**Given text**
################
Most businesses are founded on a new or better idea and a hope and a prayer. Unlike Cochlear Americas (www.cochlearamericas.com), they don’t have the benefit of:

  • A product that will fundamentally change peoples’ lives
  • Hundreds of thousands of prospective customers worldwide in a market guaranteed to grow
  • A built-in mission that evokes passion in employees

 No one appreciates these market advantages more than Chris Smith, President of Cochlear Americas: “It is amazing to be able to work for a company and see every day the impact of what you do.” In fact, Chris delights in the potential to bring hearing and new life to people of every age, babies to seniors, through cochlear implants. “Hear now. And always.” Even the tagline pulls at your heartstrings.

 Those points were just background to Chris Smith’s key message in his presentation to the Association for Corporate Growth (www.acg.org/denver) in early August. Despite Cochlear’s exceptional market position, Chris emphasized that you achieve sustainable growth by building a culture of servitude and community, which is based on hiring first for character and culture, and hiring second for competency—something I have been espousing for years. This is usually the great “aha!” for all those companies that do exactly the opposite.

 Hiring for character and culture

It’s almost an adage in this country that you “hire for competence, but fire for character.” Although it’s true that none of us wants to fly on an airplane built by an apprentice, you can hire an apprentice and teach the necessary mechanical skills. What cannot be taught are the ethics that keep that apprentice from covering up a small crack in the fuselage instead of reporting or repairing it. Whatever else your business has going for it, it won’t matter unless you hire people with good character to fulfill your purpose.
################
What tagline does the Cochlear Americas passage quote? The listing comes from a separate source.
################
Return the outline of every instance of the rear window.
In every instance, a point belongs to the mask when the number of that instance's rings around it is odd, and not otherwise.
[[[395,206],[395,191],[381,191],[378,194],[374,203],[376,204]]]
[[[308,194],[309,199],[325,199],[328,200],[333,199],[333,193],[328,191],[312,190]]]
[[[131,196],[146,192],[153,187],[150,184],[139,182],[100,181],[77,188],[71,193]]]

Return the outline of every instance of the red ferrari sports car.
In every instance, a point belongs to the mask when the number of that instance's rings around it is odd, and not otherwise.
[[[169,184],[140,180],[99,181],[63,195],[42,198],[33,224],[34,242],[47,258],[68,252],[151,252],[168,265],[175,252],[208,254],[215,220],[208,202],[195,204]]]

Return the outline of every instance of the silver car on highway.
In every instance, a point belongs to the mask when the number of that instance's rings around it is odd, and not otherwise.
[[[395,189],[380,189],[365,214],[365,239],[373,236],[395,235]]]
################
**Exercise solution**
"Hear now. And always."